* [Exercise] Your task is to return the span of lines beginning at the one with "Where can the flower" and ending at the last line of the data, exactly as it stands.

* [Record extracts]

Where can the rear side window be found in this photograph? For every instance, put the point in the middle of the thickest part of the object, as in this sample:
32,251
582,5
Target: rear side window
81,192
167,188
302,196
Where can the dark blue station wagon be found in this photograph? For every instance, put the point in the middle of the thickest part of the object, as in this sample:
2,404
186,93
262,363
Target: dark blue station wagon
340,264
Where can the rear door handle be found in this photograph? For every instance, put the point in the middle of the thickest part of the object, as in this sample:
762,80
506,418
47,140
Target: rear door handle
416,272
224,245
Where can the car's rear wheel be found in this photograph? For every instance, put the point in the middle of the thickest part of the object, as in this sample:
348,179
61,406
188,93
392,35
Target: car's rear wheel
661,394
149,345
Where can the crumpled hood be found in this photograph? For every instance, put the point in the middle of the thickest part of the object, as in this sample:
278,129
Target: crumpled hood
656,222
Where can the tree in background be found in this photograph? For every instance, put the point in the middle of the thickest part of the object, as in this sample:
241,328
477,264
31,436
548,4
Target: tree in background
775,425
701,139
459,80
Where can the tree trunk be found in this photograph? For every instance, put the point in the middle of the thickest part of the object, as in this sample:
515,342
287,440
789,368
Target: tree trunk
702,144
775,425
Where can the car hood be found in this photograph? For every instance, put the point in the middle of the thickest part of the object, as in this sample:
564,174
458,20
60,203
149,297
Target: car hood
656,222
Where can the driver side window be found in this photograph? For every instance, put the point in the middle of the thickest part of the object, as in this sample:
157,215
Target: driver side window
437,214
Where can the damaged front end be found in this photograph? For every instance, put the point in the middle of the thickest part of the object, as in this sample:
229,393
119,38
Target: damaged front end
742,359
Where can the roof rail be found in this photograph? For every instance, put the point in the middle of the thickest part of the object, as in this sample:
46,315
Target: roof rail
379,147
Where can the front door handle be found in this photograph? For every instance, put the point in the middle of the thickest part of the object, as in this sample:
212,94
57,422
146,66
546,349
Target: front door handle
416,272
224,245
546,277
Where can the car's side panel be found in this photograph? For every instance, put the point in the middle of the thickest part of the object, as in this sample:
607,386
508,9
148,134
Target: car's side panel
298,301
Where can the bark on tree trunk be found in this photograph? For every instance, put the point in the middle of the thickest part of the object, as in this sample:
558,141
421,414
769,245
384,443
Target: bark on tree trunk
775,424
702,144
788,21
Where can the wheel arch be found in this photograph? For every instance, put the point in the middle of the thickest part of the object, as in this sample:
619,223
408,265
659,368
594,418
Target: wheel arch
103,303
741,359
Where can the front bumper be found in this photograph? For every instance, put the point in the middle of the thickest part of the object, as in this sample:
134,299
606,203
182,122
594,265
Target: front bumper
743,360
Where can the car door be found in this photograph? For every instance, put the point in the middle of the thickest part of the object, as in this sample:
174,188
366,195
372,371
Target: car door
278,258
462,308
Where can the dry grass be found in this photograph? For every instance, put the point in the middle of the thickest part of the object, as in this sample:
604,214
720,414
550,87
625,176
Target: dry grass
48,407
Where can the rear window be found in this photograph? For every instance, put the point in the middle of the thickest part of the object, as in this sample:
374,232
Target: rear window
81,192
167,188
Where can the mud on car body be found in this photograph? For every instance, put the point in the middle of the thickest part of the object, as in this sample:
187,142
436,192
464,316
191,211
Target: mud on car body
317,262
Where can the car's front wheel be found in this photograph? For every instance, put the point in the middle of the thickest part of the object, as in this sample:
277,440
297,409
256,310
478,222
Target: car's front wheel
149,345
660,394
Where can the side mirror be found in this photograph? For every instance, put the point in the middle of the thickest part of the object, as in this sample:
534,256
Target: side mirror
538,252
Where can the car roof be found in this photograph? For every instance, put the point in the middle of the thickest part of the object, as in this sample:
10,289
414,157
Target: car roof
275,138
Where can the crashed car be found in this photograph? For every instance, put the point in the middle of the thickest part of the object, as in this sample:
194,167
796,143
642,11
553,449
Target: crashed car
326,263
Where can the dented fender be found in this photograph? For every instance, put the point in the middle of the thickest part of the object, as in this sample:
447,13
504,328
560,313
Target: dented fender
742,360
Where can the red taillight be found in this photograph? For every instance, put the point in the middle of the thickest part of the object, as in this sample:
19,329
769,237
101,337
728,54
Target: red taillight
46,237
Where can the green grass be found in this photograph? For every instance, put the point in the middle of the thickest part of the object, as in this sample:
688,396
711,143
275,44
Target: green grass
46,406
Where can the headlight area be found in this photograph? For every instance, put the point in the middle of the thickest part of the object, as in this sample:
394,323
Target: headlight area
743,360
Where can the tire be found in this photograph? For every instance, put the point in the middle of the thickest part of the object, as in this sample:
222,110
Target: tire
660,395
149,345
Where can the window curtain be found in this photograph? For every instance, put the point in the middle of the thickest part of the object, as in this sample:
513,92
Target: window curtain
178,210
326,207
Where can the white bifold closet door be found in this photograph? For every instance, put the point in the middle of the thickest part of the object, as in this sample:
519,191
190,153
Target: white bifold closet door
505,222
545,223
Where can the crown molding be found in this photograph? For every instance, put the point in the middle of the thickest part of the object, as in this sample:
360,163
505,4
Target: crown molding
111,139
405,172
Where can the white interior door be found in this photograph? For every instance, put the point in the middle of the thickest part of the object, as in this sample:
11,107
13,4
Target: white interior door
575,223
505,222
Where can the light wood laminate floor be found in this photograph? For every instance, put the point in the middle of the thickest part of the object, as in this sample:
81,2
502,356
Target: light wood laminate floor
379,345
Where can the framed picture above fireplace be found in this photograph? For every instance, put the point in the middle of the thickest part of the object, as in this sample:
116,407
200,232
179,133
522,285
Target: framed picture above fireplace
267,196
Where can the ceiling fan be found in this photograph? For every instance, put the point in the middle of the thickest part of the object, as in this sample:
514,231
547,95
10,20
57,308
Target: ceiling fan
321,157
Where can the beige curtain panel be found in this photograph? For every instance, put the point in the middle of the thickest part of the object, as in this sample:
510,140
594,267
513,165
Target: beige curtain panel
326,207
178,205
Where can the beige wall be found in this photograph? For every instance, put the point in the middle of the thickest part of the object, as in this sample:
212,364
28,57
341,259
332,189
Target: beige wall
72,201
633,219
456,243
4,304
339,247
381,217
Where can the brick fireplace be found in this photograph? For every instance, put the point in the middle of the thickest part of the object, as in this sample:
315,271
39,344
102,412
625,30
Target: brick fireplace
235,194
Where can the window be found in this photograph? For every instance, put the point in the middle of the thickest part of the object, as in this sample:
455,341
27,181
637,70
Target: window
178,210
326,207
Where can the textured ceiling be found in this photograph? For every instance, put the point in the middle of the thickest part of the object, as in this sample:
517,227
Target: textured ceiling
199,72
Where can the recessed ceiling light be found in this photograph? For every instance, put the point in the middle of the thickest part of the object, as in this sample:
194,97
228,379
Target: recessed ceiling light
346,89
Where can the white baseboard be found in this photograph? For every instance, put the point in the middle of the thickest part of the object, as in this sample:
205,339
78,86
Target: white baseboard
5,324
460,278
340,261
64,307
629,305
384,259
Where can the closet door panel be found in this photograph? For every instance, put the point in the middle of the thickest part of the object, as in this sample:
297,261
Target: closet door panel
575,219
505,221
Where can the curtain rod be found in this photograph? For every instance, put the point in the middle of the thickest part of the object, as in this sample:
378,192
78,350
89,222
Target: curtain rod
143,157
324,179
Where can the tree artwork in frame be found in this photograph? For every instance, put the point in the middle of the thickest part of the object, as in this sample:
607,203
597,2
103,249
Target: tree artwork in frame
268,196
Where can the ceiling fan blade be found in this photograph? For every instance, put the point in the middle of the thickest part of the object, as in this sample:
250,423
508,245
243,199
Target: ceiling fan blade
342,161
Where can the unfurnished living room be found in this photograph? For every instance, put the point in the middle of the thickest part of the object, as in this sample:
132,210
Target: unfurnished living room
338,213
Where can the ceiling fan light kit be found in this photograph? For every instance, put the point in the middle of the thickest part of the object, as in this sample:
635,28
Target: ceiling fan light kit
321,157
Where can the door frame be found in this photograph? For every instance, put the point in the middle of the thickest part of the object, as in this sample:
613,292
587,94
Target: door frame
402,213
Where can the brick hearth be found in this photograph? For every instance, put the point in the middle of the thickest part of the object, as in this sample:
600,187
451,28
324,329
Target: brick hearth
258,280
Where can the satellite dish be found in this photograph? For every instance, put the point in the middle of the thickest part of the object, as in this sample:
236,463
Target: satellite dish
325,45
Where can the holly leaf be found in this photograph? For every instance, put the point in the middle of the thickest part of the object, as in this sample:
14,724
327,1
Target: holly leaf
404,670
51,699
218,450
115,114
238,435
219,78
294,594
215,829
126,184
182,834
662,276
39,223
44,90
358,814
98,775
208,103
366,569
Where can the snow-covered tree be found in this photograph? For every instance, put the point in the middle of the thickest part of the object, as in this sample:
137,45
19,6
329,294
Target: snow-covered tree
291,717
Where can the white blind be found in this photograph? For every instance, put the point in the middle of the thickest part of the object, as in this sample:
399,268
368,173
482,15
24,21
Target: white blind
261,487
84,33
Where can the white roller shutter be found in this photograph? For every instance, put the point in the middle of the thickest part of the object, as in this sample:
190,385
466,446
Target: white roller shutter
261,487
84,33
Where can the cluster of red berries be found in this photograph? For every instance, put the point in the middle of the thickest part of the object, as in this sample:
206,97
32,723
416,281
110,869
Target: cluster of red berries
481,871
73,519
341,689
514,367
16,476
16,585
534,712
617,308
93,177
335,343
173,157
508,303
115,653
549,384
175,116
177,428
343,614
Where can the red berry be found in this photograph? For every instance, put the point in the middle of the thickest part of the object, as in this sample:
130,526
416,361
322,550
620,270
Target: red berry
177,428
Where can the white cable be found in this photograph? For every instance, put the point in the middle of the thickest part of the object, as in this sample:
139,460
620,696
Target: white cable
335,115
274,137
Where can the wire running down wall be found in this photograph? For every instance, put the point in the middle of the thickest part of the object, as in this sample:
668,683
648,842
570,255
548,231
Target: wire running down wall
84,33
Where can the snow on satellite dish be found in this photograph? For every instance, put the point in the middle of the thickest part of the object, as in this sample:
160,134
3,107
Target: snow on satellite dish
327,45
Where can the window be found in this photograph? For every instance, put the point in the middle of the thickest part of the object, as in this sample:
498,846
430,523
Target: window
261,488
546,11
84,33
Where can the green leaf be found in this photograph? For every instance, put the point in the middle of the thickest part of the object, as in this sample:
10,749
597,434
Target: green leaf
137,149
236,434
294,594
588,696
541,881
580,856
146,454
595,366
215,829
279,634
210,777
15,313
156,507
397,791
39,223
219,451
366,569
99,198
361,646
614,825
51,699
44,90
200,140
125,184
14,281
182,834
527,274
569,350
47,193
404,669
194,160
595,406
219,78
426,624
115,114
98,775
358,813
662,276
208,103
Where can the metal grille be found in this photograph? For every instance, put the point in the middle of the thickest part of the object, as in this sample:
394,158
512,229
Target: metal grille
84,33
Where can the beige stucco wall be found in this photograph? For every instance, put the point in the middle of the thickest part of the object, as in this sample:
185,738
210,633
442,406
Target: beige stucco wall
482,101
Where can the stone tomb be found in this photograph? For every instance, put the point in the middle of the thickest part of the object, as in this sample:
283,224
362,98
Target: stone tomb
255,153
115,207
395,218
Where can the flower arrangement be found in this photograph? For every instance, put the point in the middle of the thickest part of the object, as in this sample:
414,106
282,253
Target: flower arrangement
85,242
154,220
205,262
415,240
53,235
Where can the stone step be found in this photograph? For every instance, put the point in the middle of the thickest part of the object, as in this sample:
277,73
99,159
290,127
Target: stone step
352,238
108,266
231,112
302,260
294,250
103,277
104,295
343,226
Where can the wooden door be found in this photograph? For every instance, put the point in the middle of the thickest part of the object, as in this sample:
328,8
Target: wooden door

* [Response]
Where can the flower arrangement be found in this photograph? For every instance, put the point in the middle of the thickest part of the object, as in this sample:
414,106
282,253
Target: flower arrangement
85,242
154,220
205,262
415,240
53,235
Where can the stone step be found in this photograph? For every instance, put the point in the middle of the thickest part of the object, as in this sample:
277,73
99,159
290,127
Target: stone step
352,238
108,266
231,112
302,260
294,250
103,277
104,295
343,226
Where can the wooden door be found in this photograph? For every instance, put the point in the middle of the thickest part of the object, as in this sample:
328,8
Target: wooden door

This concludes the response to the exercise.